Assignment:
The records below are to be reproduced exactly, and no picture should appear in the copy.

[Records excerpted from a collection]
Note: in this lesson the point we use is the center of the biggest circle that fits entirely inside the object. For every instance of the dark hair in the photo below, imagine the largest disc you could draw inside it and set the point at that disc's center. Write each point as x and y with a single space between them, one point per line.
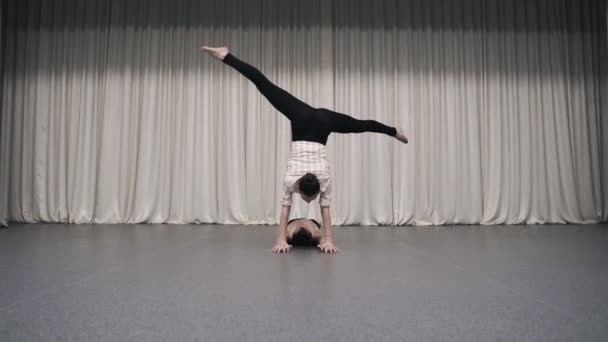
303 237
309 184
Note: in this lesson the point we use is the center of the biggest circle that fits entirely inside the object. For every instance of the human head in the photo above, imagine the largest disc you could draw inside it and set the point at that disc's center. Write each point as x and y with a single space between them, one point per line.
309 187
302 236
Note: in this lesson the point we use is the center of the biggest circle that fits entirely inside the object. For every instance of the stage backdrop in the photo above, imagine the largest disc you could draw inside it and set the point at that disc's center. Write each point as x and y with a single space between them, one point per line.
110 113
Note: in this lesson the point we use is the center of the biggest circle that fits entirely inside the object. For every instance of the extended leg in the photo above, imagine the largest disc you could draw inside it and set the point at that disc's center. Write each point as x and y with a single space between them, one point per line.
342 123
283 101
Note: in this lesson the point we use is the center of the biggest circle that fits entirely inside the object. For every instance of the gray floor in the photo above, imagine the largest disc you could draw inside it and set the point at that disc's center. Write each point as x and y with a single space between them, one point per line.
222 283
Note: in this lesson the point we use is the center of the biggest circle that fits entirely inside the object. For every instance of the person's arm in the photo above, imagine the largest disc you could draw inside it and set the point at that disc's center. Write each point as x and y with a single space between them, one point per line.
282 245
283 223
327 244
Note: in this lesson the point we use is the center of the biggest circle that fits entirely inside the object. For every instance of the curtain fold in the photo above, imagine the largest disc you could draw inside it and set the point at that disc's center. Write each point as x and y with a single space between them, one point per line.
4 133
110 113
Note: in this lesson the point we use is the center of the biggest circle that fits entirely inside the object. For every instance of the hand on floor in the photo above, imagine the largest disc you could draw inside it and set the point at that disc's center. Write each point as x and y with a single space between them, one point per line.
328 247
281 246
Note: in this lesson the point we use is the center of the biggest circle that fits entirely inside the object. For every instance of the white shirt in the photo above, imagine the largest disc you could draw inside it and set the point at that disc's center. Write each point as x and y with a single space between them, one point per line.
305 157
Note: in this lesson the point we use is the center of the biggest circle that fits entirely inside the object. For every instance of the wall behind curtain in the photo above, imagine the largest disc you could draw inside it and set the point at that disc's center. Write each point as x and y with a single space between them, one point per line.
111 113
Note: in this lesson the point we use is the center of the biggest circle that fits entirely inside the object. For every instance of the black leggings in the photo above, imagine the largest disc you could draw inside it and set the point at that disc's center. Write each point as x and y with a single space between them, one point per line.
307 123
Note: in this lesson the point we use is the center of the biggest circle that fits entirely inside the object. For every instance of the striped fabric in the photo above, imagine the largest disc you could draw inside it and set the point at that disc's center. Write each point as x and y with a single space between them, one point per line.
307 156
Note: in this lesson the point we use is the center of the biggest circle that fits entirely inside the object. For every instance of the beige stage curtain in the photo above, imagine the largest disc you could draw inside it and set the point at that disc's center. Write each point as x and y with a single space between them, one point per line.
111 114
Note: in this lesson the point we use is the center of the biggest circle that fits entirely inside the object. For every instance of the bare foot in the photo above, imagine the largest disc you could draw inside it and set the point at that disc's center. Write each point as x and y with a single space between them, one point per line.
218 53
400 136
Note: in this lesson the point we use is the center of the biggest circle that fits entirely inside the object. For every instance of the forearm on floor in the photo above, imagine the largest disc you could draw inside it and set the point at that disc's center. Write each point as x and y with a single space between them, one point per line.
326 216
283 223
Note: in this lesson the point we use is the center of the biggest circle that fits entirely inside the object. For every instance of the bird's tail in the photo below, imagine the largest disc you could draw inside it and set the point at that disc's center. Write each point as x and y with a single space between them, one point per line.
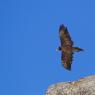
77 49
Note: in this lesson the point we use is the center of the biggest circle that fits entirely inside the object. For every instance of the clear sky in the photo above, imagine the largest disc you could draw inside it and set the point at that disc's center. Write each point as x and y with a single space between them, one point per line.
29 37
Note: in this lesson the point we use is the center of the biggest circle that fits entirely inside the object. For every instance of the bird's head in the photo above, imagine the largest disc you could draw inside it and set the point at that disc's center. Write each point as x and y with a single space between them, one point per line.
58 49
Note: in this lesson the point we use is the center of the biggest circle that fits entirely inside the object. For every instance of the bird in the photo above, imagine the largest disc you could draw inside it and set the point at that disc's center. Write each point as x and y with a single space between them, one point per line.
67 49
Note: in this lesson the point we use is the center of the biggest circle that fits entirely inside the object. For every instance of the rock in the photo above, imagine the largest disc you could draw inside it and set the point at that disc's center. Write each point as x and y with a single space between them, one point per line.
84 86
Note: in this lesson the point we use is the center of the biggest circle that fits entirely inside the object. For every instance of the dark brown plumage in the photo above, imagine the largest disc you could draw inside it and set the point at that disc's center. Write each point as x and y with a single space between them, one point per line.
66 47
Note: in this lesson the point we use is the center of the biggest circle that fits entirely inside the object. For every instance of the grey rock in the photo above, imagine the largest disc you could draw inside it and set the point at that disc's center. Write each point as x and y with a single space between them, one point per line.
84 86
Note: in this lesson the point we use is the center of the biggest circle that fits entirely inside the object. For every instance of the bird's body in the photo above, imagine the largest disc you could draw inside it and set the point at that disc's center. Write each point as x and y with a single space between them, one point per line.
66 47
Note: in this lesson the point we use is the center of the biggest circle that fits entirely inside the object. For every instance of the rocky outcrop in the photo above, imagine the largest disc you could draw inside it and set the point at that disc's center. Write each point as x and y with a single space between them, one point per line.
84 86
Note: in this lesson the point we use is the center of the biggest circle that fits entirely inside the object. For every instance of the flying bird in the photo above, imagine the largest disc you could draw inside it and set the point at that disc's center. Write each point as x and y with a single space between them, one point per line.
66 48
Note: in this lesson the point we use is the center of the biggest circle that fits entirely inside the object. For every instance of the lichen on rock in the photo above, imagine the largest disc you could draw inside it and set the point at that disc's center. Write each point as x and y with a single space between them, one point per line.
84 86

Output for this exercise:
Note: in this lesson the point we use is the center of the biggest circle that fits entirely inside the object. For every instance of the dark hair in the photo below, imagine the largest disc you could draw inside it and set the point at that disc's center. Write each point as x and y with a single space between them, one point per line.
303 237
309 184
Note: in this lesson the point we use is the center of the biggest circle that fits entirely inside the object. For every instance of the human head in the photo above, imagine the largest disc you could draw inside it and set the point at that disc's center. Write each point as x and y with a single space between them, one point per line.
309 187
302 236
Note: in this lesson the point we use is the center of the biggest circle that fits entirely inside the object. For every instance of the stage backdrop in the photo above, imagine the largest disc you could draw inside it and set the point at that disc's center. Write each point as x and y with a single space between them, one point per line.
110 113
Note: in this lesson the point we use is the center of the biggest circle that fits entirely inside the object. For every instance of the extended leg in the photo above, imagine the largest disc you could draw inside it and set the point at that disc's center. Write each point as x and y with a single space between them, one point per line.
342 123
283 101
Note: in this lesson the point we use is the center of the biggest circle that fits entirely inside the object. For every instance of the gray floor in the photo above, imagine the largest disc you could draw inside it and set the point at that disc's center. Write each point as x and y with a single space between them, one point per line.
222 283
Note: in this lesson the point we use is the center of the biggest circle that fits entirely inside the object. For every instance of the person's arm in the photo above, imagine the largest disc you could draw inside it and set the point at that disc's center. Write each point as x and y with a single space between them, one point per line.
282 245
283 223
327 244
Note: in this lesson the point we use is the center of the biggest circle that fits entirely inside the object. For every instance of the curtain fold in the photo above, imagine the largest disc you could draw inside it and set the point at that disc's center. Write each point as x and y with a single space between them, one point per line.
4 133
110 113
Note: in this lesson the point we use is the center of the biggest circle that fits entirely inside the object. For every instance of the hand on floor in the photo above, imagine the largest disc you could draw inside it and set the point at that disc's center. Write each point as x and y with a single space between them, one point per line.
328 247
281 246
Note: in this lesson the point we use is the center of the biggest circle that fits entirely inside the object. For every instance of the white shirt in the photo above, imagine the largest disc you could draw inside it and set the point at that disc's center. Write each point as x and y with a single space between them, one point per line.
305 157
Note: in this lesson the point we use is the center of the biggest circle that fits entirely inside the object. For every instance of the wall behind curtain in the photo above, imagine the largest disc you could draw inside it and set the point at that disc's center. Write each point as x and y with a single space between them, one point per line.
111 113
Note: in this lesson the point we use is the center of the biggest circle that fits entirely inside the object. For every instance of the black leggings in the photo above, imagine the largest disc you could draw inside it and set the point at that disc's center. Write each point as x and y with a single space between them, one point per line.
307 123
Note: in this lesson the point we use is the center of the biggest circle that fits entirely inside the object. For every instance of the striped fabric in the photo above, imagine the largest disc you could draw inside it and set the point at that disc's center. Write each point as x and y with a single space between them, one point per line.
307 156
Note: in this lesson the point we use is the center of the biggest circle that fits entirely inside the object. For every instance of the beige stage curtain in the photo above, imagine the largest disc you could draw inside it and set the point at that disc's center. Write each point as x and y with a single space between them, one point per line.
111 114
Note: in this lesson the point we use is the center of the biggest circle that fits entirely inside the object. For every instance of the bare foot in the photo above, imagine the largest disc you could draw inside it and set the point at that disc's center. Write each point as x and y with a single space between them, one point per line.
218 53
400 136
Note: in this lesson the point we use is the center of the biggest circle that fits entirely inside the object. For every instance of the forearm on floor in the photo above, imagine the largest disc you could draw inside it and set the point at that disc's center. Write each point as x and y with a single space between them, one point per line.
326 216
283 223
Note: in this lesson the point we use is the center of the biggest circle that fits entirely inside the object. For every instance of the bird's tail in the photo below, imagine the largest disc you could draw inside it and set the point at that disc's center. Write each point as x and y with a single space between them, one point per line.
77 49
Note: in this lesson the point we use is the center of the biggest circle that fits entirely inside the object. For every instance of the clear sky in the photo above, imagine the largest disc you could draw inside it and set the point at that disc's center. Write each point as x and y with a single space between them, one point per line.
29 37
Note: in this lesson the point we use is the center of the biggest circle that fits entirely inside the object. For every instance of the bird's head in the photo above, imagine the largest disc you could draw inside it and set the point at that disc's center. Write each point as x and y with a single space between them, one point per line.
58 49
Note: in this lesson the point we use is the center of the biggest circle that fits entirely inside the object. For every instance of the bird in the photo above, imagine the largest disc you could draw inside it and set the point at that disc's center. Write each point as x and y with a single space between them, one point per line.
67 49
Note: in this lesson the point we use is the center of the biggest circle that fits entirely inside the object. For every instance of the rock in the photo above, imagine the largest disc you could draw inside it and set the point at that disc's center. Write each point as x and y with a single space between them, one point per line.
84 86
Note: in this lesson the point we use is the center of the biggest circle that fits entirely inside the object. For every instance of the dark brown plumage in the photo above, imagine the largest disc you could draw inside it and set the point at that disc's center. Write each point as x and y with a single space between them, one point per line.
66 47
Note: in this lesson the point we use is the center of the biggest circle that fits entirely inside the object. For every instance of the grey rock in the photo above, imagine the largest disc you could draw inside it and set the point at that disc's center. Write each point as x and y with a single space between them, one point per line.
84 86
Note: in this lesson the point we use is the center of the biggest circle that fits entirely inside the object. For every instance of the bird's body in the photo above, imagine the largest disc you could draw inside it and set the point at that disc's center. Write each point as x and y with a single space between them, one point per line.
66 47
Note: in this lesson the point we use is the center of the biggest circle that fits entirely inside the object. For every instance of the rocky outcrop in the photo above, imagine the largest disc you could draw inside it and set the point at that disc's center. Write each point as x and y with a single space between them, one point per line.
84 86
Note: in this lesson the point we use is the center of the biggest circle that fits entirely inside the object. For every instance of the flying bird in the photo above, imagine the largest disc you could draw inside it and set the point at that disc's center. Write each point as x and y with a single space between them, one point per line.
66 48
Note: in this lesson the point we use is the center of the biggest circle that fits entirely inside the object. For every instance of the lichen on rock in the photo above, imagine the largest disc you could draw inside it and set the point at that disc's center. Write each point as x and y with a single space between them, one point per line.
84 86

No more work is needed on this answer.